What you need to do:
Reproduce the lines below from the one that contains "TARGET = main archway" through the end, inclusive, and add nothing.

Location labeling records
_ _ _
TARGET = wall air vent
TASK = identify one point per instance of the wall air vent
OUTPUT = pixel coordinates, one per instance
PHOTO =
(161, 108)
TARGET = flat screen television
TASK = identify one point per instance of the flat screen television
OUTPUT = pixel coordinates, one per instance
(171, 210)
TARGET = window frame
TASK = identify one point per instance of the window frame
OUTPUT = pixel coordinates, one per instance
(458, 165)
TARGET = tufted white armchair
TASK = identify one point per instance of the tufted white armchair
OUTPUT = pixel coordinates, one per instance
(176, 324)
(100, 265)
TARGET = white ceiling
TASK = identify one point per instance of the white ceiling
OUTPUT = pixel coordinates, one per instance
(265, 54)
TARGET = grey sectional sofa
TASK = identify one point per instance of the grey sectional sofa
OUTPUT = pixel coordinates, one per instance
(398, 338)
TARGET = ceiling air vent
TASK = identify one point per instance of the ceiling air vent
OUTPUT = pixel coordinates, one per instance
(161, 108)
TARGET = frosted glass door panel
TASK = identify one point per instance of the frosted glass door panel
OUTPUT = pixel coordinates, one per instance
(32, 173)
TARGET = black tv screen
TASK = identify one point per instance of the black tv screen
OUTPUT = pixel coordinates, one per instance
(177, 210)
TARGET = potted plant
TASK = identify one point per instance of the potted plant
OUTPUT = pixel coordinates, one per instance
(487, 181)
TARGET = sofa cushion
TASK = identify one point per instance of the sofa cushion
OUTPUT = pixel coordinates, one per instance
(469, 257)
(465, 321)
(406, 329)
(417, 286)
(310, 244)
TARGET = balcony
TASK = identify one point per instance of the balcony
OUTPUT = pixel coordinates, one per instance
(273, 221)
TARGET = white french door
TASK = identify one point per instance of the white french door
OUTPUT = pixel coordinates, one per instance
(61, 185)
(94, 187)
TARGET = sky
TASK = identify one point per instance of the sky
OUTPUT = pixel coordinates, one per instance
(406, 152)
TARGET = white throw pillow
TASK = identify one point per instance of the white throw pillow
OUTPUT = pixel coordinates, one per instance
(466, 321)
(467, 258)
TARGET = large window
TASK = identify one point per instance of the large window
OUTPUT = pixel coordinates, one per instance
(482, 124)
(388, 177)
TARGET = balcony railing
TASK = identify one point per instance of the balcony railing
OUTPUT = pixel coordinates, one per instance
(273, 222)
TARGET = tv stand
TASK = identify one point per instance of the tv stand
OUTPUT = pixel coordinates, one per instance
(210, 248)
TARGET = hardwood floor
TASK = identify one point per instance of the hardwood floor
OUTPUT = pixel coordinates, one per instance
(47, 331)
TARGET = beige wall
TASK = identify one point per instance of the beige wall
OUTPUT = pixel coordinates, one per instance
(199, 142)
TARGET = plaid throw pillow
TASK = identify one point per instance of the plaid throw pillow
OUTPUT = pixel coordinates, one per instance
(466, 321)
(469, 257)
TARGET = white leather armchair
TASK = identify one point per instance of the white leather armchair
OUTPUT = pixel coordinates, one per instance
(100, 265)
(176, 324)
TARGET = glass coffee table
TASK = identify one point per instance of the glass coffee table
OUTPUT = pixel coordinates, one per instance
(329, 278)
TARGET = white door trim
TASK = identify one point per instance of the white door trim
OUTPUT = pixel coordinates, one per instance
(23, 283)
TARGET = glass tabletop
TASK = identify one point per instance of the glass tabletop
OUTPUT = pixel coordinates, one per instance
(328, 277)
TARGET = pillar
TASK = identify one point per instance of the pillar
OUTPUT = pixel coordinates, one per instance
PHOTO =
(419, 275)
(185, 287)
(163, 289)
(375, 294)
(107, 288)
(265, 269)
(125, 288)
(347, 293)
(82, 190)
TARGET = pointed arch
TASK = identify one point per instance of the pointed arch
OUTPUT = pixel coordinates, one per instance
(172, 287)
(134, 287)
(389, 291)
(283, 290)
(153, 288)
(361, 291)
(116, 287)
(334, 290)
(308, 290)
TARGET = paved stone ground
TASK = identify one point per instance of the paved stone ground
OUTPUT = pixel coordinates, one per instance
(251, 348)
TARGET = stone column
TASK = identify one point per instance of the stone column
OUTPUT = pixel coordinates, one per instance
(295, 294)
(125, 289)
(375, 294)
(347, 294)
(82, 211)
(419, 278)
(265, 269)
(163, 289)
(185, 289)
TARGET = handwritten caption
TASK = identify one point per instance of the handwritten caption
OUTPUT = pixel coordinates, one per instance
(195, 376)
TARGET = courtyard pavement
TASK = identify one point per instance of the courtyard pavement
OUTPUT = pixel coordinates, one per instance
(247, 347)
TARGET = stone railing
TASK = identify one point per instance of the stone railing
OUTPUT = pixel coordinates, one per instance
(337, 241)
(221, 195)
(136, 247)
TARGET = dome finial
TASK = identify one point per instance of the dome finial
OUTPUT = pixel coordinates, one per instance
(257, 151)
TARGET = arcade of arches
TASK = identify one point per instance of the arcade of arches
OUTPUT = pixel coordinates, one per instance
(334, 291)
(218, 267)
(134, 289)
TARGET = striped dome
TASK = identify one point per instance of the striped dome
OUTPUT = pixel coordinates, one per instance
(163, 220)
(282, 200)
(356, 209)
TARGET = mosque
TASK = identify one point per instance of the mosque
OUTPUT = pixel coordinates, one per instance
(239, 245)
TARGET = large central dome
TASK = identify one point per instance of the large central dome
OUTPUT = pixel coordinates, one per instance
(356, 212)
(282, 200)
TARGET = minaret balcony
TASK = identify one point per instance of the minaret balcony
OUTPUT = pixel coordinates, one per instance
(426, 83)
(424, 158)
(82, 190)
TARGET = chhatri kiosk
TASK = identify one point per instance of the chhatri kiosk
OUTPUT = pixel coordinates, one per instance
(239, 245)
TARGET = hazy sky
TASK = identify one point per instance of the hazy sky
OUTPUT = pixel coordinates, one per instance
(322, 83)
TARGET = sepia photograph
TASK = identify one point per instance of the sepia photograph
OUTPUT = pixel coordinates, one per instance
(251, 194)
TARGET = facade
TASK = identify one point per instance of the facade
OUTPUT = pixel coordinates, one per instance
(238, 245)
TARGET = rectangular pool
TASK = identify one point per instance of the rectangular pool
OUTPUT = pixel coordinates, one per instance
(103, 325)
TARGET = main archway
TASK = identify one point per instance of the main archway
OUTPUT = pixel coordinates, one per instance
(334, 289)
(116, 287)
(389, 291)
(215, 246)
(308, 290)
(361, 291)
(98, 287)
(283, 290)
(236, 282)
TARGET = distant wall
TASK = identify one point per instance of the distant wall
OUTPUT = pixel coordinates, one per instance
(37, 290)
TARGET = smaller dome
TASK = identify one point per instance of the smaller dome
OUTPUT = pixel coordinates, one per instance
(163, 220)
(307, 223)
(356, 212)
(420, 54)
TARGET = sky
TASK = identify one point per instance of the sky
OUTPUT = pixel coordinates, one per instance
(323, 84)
_ _ _
Finished exercise:
TARGET = main archway
TASK = identify one point per instance of the main archway
OUTPUT = pixel coordinates, one per instance
(334, 289)
(116, 287)
(389, 291)
(215, 246)
(308, 290)
(361, 291)
(98, 287)
(283, 290)
(236, 282)
TARGET = distant wall
TASK = identify one point per instance of the distant wall
OUTPUT = pixel coordinates, one per instance
(37, 290)
TARGET = smaller dome
TASK = identify one point per instance of the smaller dome
OUTPUT = pixel coordinates, one per instance
(163, 220)
(307, 223)
(356, 212)
(420, 54)
TARGET = sky
TASK = identify one point per instance of the sky
OUTPUT = pixel coordinates, one per instance
(323, 84)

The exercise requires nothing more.